====== SOURCE DOCUMENT

The watercolor exhibition, Primordial Tides: Sea Life in the Art of Prehistoric Peoples, is free and open to the public. It will be on display Nov. 2 through Nov. 30 at the University Library Gallery, URI/University Library, 15 Lippitt Rd., URI Kingston Campus. The gallery is open Sunday from 1 p.m. to 11:30 p.m.; Monday through Thursday, 8 a.m. to 11:30 p.m.; Friday, 8 a.m. to 8 p.m.; and Saturday, 10 a.m. to 8 p.m.

"My life-long interest in natural history fuels my work as an artist, science illustrator, and museum model maker," explains Wheeler. "I have made life-sized dinosaur reproductions for the American Museum of Natural History in New York and the Osaka Museum of Natural History in Japan. I have made various other models for the Adirondack Museum, the University of Vermont, and the Museum of Afro-American History."

Exhibitions of Wheeler's paintings and drawings have been presented at the American Museum of Natural History, the Smithsonian Institute's Environmental Research Center in Edgewater, Maryland, The Palace of the King of Portugal, the New York State Museum, the Center for Advanced Visual Studies at MIT, the Virginia Marine Science Museum, and other labs, universities, and learning centers.

============

** SHORT EXERCISE A **
Pull out every line of the entries that contains the word "Study".

====== DATA PROVIDED

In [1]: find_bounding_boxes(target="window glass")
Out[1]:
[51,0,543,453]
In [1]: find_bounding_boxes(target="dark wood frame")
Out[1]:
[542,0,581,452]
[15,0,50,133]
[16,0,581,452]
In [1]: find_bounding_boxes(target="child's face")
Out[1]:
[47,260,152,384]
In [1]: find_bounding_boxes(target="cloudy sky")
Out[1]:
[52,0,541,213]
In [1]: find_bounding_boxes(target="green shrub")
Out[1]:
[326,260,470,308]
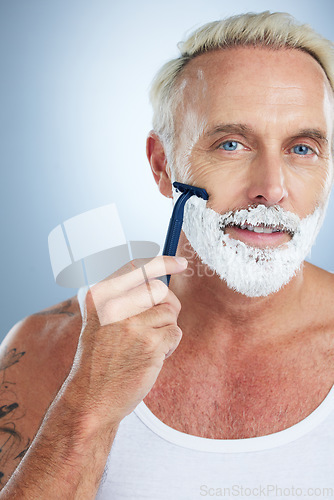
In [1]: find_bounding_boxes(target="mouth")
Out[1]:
[221,224,294,247]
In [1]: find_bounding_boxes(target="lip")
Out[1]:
[224,227,291,248]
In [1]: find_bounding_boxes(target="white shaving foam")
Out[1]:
[173,188,328,297]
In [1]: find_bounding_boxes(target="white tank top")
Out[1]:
[78,288,334,500]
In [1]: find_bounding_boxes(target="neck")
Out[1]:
[170,234,310,349]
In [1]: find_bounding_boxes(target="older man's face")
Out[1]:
[176,47,334,247]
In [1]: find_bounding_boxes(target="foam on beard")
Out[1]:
[173,188,328,297]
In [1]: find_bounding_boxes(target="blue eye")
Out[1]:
[219,141,239,151]
[292,144,313,156]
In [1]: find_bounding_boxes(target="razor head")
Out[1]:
[173,182,209,200]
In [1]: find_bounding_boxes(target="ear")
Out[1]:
[146,131,173,198]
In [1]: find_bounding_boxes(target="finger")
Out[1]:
[94,255,187,300]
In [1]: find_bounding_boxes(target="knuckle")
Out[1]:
[167,325,182,339]
[149,279,168,297]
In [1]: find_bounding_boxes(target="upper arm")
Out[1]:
[0,298,80,489]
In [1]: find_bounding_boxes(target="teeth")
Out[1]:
[240,224,278,234]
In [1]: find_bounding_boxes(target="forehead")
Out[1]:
[176,47,333,130]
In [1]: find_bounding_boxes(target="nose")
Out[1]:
[247,150,288,206]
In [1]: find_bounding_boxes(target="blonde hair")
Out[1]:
[150,11,334,163]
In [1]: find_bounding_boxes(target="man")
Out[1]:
[0,12,334,499]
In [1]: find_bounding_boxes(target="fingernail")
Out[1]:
[174,257,188,267]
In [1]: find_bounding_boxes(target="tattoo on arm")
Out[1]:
[0,349,30,485]
[32,299,74,316]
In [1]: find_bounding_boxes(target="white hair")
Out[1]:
[150,11,334,174]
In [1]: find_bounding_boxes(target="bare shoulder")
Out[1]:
[305,262,334,304]
[0,297,81,487]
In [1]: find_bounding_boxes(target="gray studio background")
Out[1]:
[0,0,334,339]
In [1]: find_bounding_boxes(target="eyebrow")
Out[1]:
[205,123,328,144]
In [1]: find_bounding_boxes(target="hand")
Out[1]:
[69,256,187,423]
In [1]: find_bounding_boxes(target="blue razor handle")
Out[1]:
[162,182,209,286]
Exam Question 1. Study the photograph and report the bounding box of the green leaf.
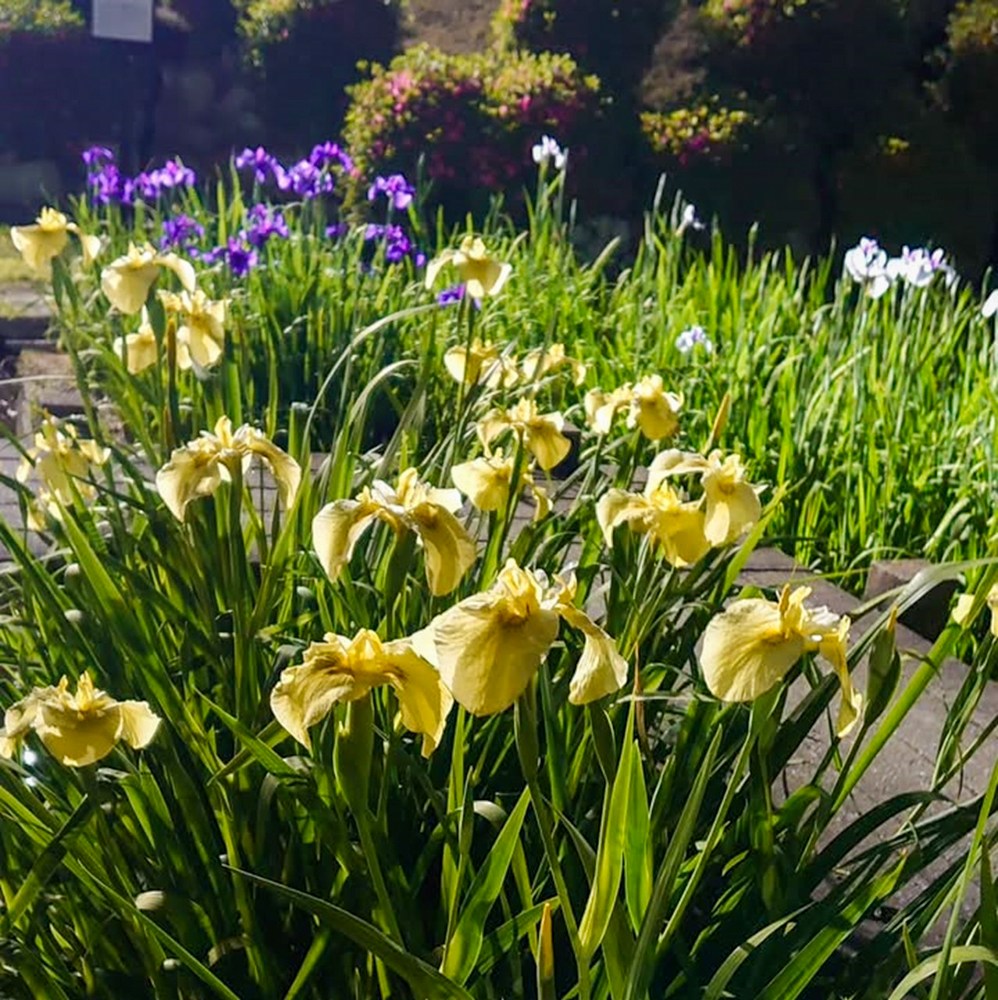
[624,754,653,934]
[756,858,905,1000]
[979,846,998,1000]
[203,691,303,781]
[232,864,474,1000]
[887,945,998,1000]
[441,789,530,985]
[0,795,96,935]
[579,702,634,957]
[863,617,901,725]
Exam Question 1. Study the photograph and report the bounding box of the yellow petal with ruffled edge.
[232,424,301,510]
[10,224,69,272]
[312,500,377,580]
[413,561,558,715]
[556,586,627,705]
[524,413,572,472]
[270,629,378,749]
[409,503,477,597]
[451,452,513,511]
[156,439,222,521]
[700,598,806,701]
[384,639,454,757]
[596,488,653,548]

============

** SHORT EXERCISE B **
Repeat the passage about the watercolor exhibition from "The watercolor exhibition, Primordial" to "10 a.m. to 8 p.m.", replacing "Primordial Tides" with "Ancient Currents".

** FULL SOLUTION A **
Exam Question 1. Study the photograph and report the bounding box of the green leaf.
Exam Question 1. Study the photograph and report the bounding box of the yellow petal with ruffled edge.

** FULL SOLUTION B **
The watercolor exhibition, Ancient Currents: Sea Life in the Art of Prehistoric Peoples, is free and open to the public. It will be on display Nov. 2 through Nov. 30 at the University Library Gallery, URI/University Library, 15 Lippitt Rd., URI Kingston Campus. The gallery is open Sunday from 1 p.m. to 11:30 p.m.; Monday through Thursday, 8 a.m. to 11:30 p.m.; Friday, 8 a.m. to 8 p.m.; and Saturday, 10 a.m. to 8 p.m.